* **TASK DETAILS**: Print all of the records. Exclude the images.

DATASET CONTENT Start Marker

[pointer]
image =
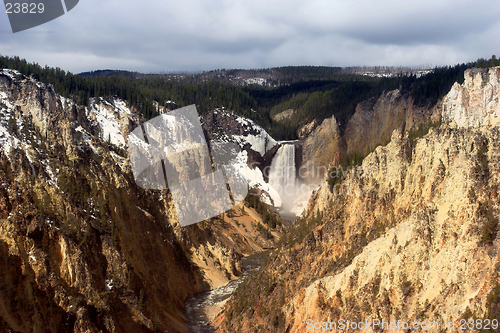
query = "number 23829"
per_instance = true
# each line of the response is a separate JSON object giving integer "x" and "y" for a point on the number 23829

DATASET CONTENT End Marker

* **ANSWER AREA**:
[pointer]
image =
query = "number 23829"
per_instance = true
# each line of the response is a separate JSON object giving integer "x" and "y" for a point on the number 23829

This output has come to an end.